_Short problem_
Type out every line below exactly as it reads.

_Data in this exercise_

## start

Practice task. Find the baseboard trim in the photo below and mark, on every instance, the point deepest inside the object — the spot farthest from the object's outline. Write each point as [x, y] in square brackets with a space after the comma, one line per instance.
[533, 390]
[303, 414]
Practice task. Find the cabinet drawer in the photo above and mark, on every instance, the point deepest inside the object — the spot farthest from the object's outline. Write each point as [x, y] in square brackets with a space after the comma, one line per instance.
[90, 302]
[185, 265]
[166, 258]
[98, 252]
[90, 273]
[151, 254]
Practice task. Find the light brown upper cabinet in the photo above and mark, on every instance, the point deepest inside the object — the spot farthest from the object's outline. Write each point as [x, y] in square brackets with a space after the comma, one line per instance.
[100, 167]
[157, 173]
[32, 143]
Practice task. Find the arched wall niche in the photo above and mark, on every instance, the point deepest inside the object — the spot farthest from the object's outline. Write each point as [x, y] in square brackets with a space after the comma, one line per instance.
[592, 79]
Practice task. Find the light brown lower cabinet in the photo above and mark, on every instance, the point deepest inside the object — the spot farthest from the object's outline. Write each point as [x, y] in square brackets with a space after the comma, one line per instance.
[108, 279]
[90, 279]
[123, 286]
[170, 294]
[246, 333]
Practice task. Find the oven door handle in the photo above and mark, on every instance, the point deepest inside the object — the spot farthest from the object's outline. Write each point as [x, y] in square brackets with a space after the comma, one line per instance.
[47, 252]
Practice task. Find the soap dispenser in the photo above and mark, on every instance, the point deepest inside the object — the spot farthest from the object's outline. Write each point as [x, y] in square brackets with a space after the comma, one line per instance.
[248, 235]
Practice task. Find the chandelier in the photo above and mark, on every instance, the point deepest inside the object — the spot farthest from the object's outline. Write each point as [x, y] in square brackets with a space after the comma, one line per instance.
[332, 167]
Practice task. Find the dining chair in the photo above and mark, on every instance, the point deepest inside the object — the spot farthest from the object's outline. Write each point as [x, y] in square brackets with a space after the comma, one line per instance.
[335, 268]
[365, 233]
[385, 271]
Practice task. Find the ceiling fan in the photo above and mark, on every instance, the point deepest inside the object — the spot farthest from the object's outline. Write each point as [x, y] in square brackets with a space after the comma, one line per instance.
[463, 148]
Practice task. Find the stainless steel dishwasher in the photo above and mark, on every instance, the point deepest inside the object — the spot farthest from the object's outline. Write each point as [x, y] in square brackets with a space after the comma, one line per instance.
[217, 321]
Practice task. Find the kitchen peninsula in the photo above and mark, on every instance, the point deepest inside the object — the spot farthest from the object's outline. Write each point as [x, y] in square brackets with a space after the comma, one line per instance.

## end

_Task output_
Practice task. Find the baseboard trim in the photo below and mark, on every instance, the point deepest inside the object — the spot farthest from the object's outline. Write each point as [x, y] in square brackets with a space after the comma, one line per instance.
[533, 390]
[303, 414]
Practice task. Find the cabinet drawer in the photo above and mark, on every instance, the point deepest inside the object — the spot farthest from the object's outline. Write each point as [x, y] in square brackets with a space after the comma, one line per instance.
[90, 302]
[185, 265]
[166, 258]
[98, 252]
[90, 273]
[151, 254]
Practice task. Find the light brown upper cabinet in the photo above and mark, on every instance, the point deepest inside the object — the spot farthest from the object's outline. Write each point as [x, y] in square brackets with a space after the comma, one line per instance.
[100, 167]
[157, 173]
[32, 143]
Practice task. Find the arched wall niche in the photo above and mark, on every instance, the point deepest inside the object — the spot farthest from the object's outline. Write each point as [x, y] in square brackets with a space after the comma, one line per instance.
[592, 79]
Practice task. Find the light brown lower cabinet in the photo above and mark, on every instance, the point deepest inside the object — the spot farthest from the object's outline. Write each point as [x, y] in square brackets with a space after the comma, one line per instance.
[108, 279]
[90, 279]
[123, 286]
[170, 294]
[246, 333]
Practice task. Find the oven door handle in the photo above and mark, on every instance, the point deepest inside the object — the spot farthest from the object's outline. Write each point as [x, y] in square brackets with a space after the comma, one line per instance.
[47, 252]
Practice task. Find the soap dispenser in the photo above and mark, on every instance, the point deepest inside the object — the spot farthest from the object's outline. Write each point as [x, y] in square brackets with a space after the comma, one line per instance.
[248, 235]
Practice task. Find the chandelier in the photo above and mark, on every instance, the point deepest inside the object — the spot farthest from the object's outline. Write each point as [x, y] in square brackets with a space after the comma, one line per instance.
[332, 167]
Practice task. Find the dining chair in the photo above and mark, on every instance, the point deepest inside the object — the spot farthest from the object's outline. Write each point as [x, y] in square brackets with a space after the comma, one line per instance.
[335, 268]
[365, 233]
[385, 271]
Practice task. Find the ceiling fan in the photo above and mark, on every instance, the point deepest inside the object — the spot farthest from the object's outline. Write each point as [x, y] in square brackets with a space after the comma, one line per instance.
[463, 148]
Practice task. Find the stainless steel dishwasher in the photo above and mark, on every instance, the point deepest inside the object — the spot farthest from the object's outline. Write each point as [x, y] in square brackets with a space after the comma, one line per instance.
[217, 321]
Practice task. Find the kitchen peninsula in the photo above and mark, on every instance, the point deepest inside the object — the spot farthest from the object's outline. Write each point as [x, y] in square brackets with a space after the comma, one line per instance.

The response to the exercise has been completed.